§ **Extrait du document**
Tiré du site Contretemps
26 novembre 2021
Par Emmanuel Beaubatie
Les changements de sexe ne se déroulent pas qu’à l’hôpital et au tribunal ; ils se jouent aussi en famille, en amour, au guichet, au travail et dans d’innombrables interactions sociales. Femmes ou hommes trans’, jeunes ou moins jeunes, précaires ou privilégiés, soutenus par leurs proches ou isolés… toutes ces configurations forgent des parcours de transition résolument variés. Elles déterminent les obstacles auxquels font face les trans’, mais également les stratégies qu’ils adoptent pour les affronter ou, à défaut, les contourner. La transition n’est jamais qu’une question d’identité ; elle s’accompagne aussi de nombreuses dimensions matérielles. Pour cette raison, elle représente avant tout une expérience de mobilité sociale, faisant des trans’ de véritables « transfuges de sexe ».
Naviguer en terrain trans’ permet d’explorer la fluidité et la multiplicité du genre, sans ignorer le poids toujours renouvelé de la domination masculine. Cet ouvrage passionnant invite ainsi les lecteurs et lectrices à repenser le genre tel qu’on le connaît – ou plutôt, tel qu’on pense le connaître – aujourd’hui.

§ **Consigne**
Résumez en deux phrases l'extrait du document ci-dessus.

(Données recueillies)
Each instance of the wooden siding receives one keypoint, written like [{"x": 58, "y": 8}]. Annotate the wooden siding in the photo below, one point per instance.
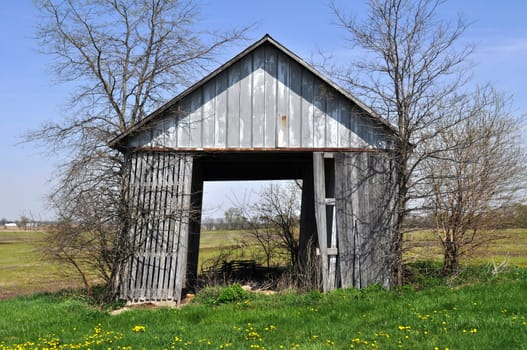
[
  {"x": 365, "y": 214},
  {"x": 159, "y": 209},
  {"x": 265, "y": 100}
]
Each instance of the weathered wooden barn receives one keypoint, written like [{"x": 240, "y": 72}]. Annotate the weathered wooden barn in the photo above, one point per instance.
[{"x": 264, "y": 115}]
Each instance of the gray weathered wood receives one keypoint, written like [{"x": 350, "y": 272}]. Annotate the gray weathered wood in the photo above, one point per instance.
[
  {"x": 320, "y": 215},
  {"x": 365, "y": 214},
  {"x": 264, "y": 100}
]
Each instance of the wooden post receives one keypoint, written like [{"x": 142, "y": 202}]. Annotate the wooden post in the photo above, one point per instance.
[
  {"x": 324, "y": 186},
  {"x": 320, "y": 214}
]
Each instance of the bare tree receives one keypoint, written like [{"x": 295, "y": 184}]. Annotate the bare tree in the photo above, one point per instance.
[
  {"x": 124, "y": 58},
  {"x": 407, "y": 71},
  {"x": 480, "y": 169}
]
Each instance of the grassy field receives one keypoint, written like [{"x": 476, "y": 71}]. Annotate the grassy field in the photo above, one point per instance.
[
  {"x": 23, "y": 269},
  {"x": 490, "y": 315},
  {"x": 484, "y": 308}
]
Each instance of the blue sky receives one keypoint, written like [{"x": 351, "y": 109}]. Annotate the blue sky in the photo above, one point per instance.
[{"x": 29, "y": 96}]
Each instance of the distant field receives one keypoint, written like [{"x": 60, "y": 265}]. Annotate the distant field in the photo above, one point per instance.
[
  {"x": 509, "y": 246},
  {"x": 23, "y": 269}
]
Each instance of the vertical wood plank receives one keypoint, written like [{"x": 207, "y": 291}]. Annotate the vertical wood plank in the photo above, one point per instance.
[
  {"x": 246, "y": 102},
  {"x": 295, "y": 106},
  {"x": 319, "y": 116},
  {"x": 332, "y": 119},
  {"x": 220, "y": 135},
  {"x": 196, "y": 118},
  {"x": 308, "y": 110},
  {"x": 320, "y": 214},
  {"x": 182, "y": 251},
  {"x": 282, "y": 101},
  {"x": 233, "y": 106},
  {"x": 258, "y": 98},
  {"x": 270, "y": 97},
  {"x": 209, "y": 92}
]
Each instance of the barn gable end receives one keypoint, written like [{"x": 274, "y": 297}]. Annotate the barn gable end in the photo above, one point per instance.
[
  {"x": 265, "y": 98},
  {"x": 265, "y": 114}
]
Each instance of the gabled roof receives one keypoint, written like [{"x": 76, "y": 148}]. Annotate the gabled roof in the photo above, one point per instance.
[{"x": 266, "y": 39}]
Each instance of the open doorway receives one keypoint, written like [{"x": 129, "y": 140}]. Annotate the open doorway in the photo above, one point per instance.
[{"x": 250, "y": 232}]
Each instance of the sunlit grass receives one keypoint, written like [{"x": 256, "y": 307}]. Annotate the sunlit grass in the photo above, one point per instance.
[{"x": 490, "y": 315}]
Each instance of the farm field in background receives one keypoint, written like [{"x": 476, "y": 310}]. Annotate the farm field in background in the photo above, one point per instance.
[
  {"x": 484, "y": 315},
  {"x": 23, "y": 270},
  {"x": 481, "y": 309}
]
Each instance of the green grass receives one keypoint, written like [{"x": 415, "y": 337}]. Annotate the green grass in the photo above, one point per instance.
[
  {"x": 485, "y": 315},
  {"x": 509, "y": 246},
  {"x": 482, "y": 308},
  {"x": 24, "y": 270}
]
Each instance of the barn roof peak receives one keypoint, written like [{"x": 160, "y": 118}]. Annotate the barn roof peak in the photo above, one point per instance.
[{"x": 119, "y": 141}]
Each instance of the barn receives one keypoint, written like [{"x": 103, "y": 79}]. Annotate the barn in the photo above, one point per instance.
[{"x": 264, "y": 115}]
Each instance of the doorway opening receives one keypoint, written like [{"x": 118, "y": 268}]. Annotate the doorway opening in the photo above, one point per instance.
[{"x": 249, "y": 232}]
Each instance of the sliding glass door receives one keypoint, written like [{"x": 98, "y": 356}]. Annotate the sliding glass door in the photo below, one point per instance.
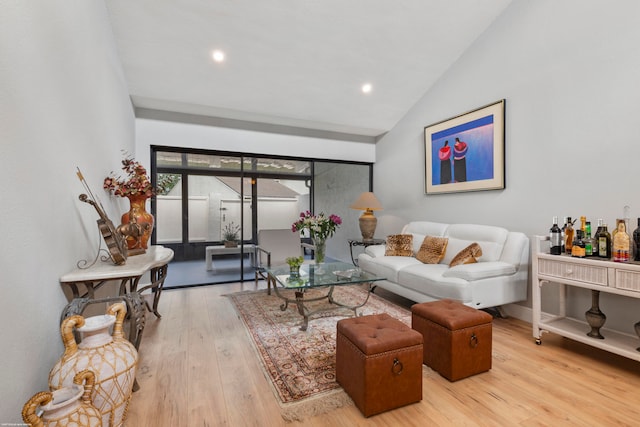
[{"x": 212, "y": 192}]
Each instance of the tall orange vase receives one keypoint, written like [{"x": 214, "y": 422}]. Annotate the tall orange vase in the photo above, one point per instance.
[{"x": 140, "y": 224}]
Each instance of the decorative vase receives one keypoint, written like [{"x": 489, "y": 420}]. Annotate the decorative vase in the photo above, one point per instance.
[
  {"x": 69, "y": 406},
  {"x": 595, "y": 317},
  {"x": 112, "y": 358},
  {"x": 140, "y": 224},
  {"x": 319, "y": 249},
  {"x": 294, "y": 271}
]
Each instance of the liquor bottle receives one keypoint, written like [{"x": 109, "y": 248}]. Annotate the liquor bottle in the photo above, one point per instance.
[
  {"x": 555, "y": 235},
  {"x": 636, "y": 242},
  {"x": 568, "y": 236},
  {"x": 621, "y": 242},
  {"x": 562, "y": 230},
  {"x": 588, "y": 240},
  {"x": 596, "y": 236},
  {"x": 604, "y": 243},
  {"x": 578, "y": 246}
]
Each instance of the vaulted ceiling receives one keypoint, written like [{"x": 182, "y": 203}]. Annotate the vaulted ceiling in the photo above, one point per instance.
[{"x": 298, "y": 63}]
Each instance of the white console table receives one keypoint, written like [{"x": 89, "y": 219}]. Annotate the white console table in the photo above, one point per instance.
[
  {"x": 588, "y": 273},
  {"x": 210, "y": 251},
  {"x": 154, "y": 261}
]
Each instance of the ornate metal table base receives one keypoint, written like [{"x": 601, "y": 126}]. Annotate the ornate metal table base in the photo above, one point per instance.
[{"x": 304, "y": 310}]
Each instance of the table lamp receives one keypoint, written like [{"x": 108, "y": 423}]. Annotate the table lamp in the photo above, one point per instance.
[{"x": 368, "y": 203}]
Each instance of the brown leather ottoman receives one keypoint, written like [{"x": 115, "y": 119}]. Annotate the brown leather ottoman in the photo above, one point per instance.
[
  {"x": 457, "y": 338},
  {"x": 379, "y": 362}
]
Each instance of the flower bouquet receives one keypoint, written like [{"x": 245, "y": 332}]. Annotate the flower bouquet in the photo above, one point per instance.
[{"x": 320, "y": 227}]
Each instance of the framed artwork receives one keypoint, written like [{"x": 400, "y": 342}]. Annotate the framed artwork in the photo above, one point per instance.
[{"x": 466, "y": 153}]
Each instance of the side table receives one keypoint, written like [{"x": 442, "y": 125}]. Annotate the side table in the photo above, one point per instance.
[{"x": 363, "y": 242}]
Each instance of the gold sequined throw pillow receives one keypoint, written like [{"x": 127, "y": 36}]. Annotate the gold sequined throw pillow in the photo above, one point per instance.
[{"x": 399, "y": 245}]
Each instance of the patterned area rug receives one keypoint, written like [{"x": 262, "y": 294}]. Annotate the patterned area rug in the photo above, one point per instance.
[{"x": 300, "y": 365}]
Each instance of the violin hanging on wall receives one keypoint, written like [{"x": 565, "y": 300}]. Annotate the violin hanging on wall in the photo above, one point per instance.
[{"x": 116, "y": 244}]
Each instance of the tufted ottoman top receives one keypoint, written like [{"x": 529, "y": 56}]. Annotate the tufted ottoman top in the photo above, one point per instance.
[
  {"x": 452, "y": 314},
  {"x": 377, "y": 333}
]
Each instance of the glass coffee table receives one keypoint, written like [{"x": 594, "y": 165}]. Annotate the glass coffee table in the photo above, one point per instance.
[{"x": 327, "y": 276}]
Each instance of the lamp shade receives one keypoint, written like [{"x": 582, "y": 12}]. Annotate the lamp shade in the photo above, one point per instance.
[{"x": 367, "y": 201}]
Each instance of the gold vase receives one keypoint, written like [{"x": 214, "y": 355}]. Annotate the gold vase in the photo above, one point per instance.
[
  {"x": 137, "y": 224},
  {"x": 111, "y": 357},
  {"x": 66, "y": 407}
]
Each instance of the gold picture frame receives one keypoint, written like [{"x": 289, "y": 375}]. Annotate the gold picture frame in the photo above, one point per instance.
[{"x": 466, "y": 152}]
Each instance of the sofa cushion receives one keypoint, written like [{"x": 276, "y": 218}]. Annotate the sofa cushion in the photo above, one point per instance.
[
  {"x": 468, "y": 255},
  {"x": 482, "y": 270},
  {"x": 491, "y": 239},
  {"x": 429, "y": 279},
  {"x": 432, "y": 250},
  {"x": 399, "y": 245},
  {"x": 387, "y": 266},
  {"x": 422, "y": 229}
]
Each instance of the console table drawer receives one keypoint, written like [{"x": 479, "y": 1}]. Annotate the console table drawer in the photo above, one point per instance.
[
  {"x": 629, "y": 280},
  {"x": 582, "y": 273}
]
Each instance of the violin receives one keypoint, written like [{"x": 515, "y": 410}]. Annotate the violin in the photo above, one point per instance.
[{"x": 116, "y": 244}]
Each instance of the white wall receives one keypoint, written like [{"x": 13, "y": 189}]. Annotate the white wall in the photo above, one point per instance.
[
  {"x": 63, "y": 103},
  {"x": 569, "y": 72}
]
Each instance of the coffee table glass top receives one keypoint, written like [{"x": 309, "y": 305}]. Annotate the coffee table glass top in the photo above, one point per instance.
[{"x": 325, "y": 274}]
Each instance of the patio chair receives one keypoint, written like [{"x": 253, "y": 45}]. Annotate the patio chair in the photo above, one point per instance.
[{"x": 274, "y": 246}]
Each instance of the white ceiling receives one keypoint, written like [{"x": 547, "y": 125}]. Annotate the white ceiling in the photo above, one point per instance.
[{"x": 298, "y": 63}]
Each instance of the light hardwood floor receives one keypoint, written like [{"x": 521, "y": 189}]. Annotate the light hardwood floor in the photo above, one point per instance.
[{"x": 197, "y": 368}]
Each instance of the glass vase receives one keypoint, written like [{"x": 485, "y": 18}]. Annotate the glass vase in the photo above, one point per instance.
[{"x": 319, "y": 249}]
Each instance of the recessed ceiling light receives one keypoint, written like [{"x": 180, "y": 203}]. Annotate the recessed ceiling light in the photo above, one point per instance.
[{"x": 217, "y": 55}]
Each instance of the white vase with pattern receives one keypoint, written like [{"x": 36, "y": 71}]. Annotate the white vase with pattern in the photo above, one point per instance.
[
  {"x": 69, "y": 406},
  {"x": 110, "y": 356}
]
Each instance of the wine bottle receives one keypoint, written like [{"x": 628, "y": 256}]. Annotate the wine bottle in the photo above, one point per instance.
[
  {"x": 604, "y": 243},
  {"x": 636, "y": 242},
  {"x": 596, "y": 236},
  {"x": 621, "y": 242},
  {"x": 562, "y": 230},
  {"x": 588, "y": 241},
  {"x": 568, "y": 236},
  {"x": 578, "y": 246},
  {"x": 555, "y": 237}
]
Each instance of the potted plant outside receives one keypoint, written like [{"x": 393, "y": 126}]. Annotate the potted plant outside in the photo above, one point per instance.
[{"x": 230, "y": 235}]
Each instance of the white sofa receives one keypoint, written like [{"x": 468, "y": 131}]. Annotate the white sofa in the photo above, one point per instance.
[{"x": 499, "y": 277}]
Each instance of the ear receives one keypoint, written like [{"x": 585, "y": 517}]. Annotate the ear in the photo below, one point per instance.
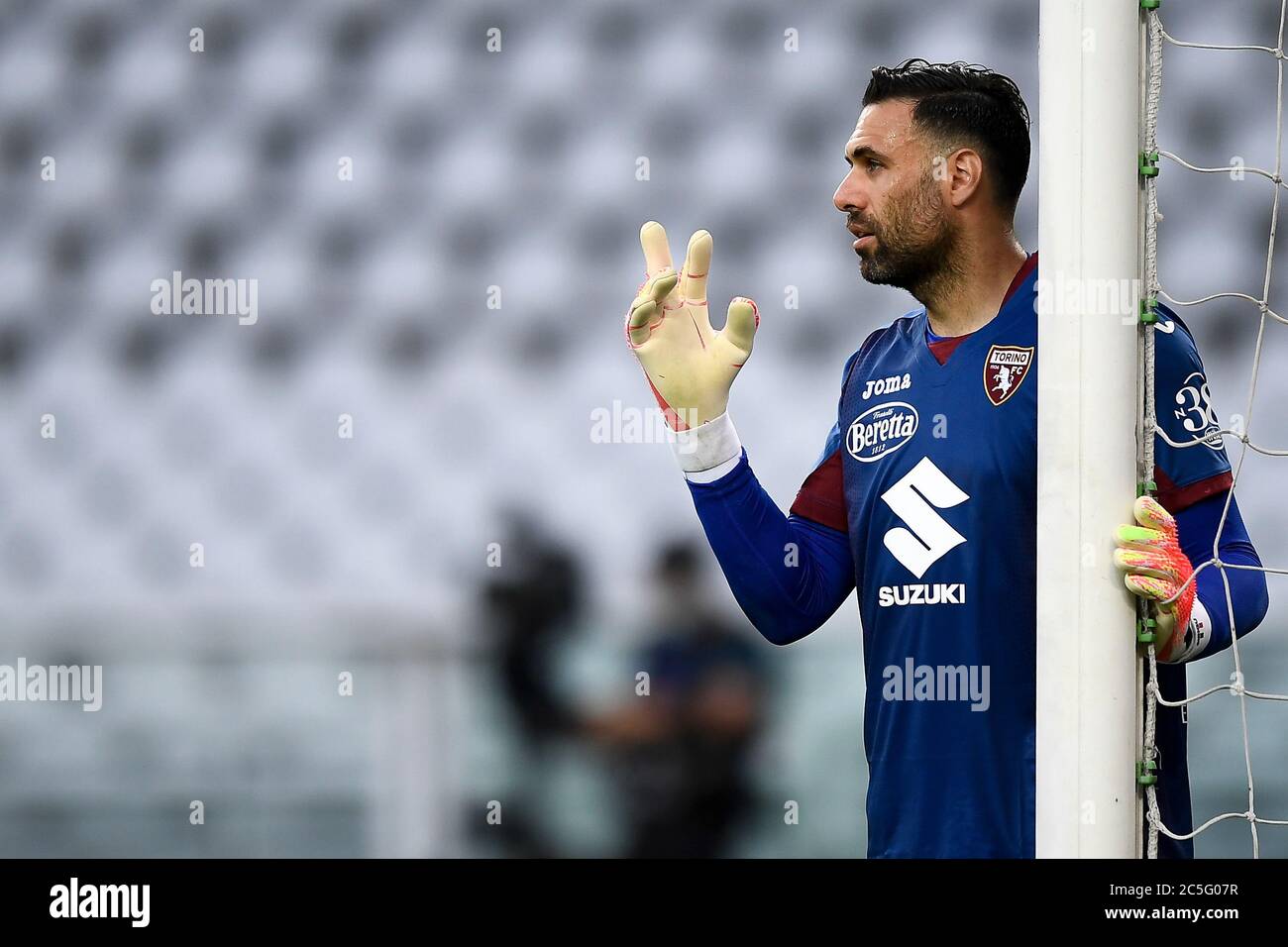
[{"x": 962, "y": 171}]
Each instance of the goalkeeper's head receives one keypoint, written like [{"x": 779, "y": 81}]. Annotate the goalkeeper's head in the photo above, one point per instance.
[{"x": 938, "y": 159}]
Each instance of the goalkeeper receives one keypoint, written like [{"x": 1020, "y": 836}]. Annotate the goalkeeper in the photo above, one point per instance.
[{"x": 925, "y": 493}]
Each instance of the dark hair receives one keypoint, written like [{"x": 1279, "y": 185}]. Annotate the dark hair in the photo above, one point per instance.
[{"x": 965, "y": 103}]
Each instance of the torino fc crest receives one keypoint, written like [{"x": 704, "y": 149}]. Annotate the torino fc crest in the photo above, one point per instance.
[{"x": 1005, "y": 368}]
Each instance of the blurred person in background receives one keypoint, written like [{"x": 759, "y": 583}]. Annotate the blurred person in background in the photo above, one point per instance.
[
  {"x": 679, "y": 751},
  {"x": 531, "y": 605}
]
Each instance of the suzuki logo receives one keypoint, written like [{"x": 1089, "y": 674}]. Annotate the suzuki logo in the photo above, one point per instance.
[{"x": 913, "y": 499}]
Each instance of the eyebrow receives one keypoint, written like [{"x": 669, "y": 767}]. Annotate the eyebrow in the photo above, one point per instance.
[{"x": 863, "y": 151}]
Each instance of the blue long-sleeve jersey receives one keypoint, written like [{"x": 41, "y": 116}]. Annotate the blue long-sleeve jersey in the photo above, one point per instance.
[{"x": 925, "y": 499}]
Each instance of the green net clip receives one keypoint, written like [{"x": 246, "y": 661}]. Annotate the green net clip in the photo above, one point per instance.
[
  {"x": 1147, "y": 311},
  {"x": 1146, "y": 772}
]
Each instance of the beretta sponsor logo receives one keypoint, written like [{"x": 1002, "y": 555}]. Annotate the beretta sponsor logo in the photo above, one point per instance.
[{"x": 881, "y": 429}]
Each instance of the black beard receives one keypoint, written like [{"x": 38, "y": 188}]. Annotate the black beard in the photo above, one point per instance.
[{"x": 914, "y": 247}]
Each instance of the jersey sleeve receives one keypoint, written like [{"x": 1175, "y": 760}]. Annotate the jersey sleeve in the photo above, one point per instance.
[{"x": 1189, "y": 458}]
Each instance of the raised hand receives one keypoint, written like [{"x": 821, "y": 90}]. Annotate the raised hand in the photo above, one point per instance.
[{"x": 688, "y": 364}]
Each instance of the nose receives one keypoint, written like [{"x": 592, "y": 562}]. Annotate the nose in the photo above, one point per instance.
[{"x": 849, "y": 196}]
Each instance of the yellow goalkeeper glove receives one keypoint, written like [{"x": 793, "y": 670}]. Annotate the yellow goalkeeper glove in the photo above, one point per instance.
[
  {"x": 1157, "y": 569},
  {"x": 690, "y": 367}
]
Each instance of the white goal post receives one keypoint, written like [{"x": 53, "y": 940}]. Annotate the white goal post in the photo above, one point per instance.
[{"x": 1089, "y": 210}]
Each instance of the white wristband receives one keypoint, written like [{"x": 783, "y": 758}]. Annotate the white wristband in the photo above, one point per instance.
[
  {"x": 1197, "y": 635},
  {"x": 708, "y": 451}
]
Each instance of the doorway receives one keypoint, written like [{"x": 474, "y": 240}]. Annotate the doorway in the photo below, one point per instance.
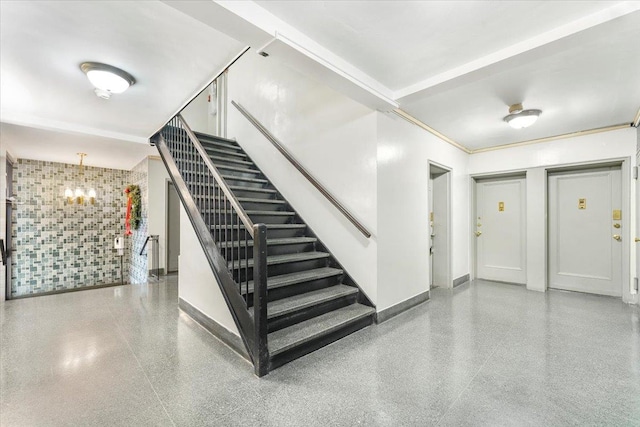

§ **Exercice corrigé**
Les changements de sexe ne se déroulent pas seulement à l'hôpital et au tribunal, mais aussi en famille, en amour, au travail et dans d'innombrables interactions sociales, et ces configurations variées déterminent à la fois les obstacles rencontrés par les trans' et les stratégies qu'ils adoptent pour y faire face. Parce que la transition comporte aussi de nombreuses dimensions matérielles, elle représente avant tout une expérience de mobilité sociale, et l'ouvrage invite à repenser le genre dans sa fluidité sans ignorer le poids de la domination masculine.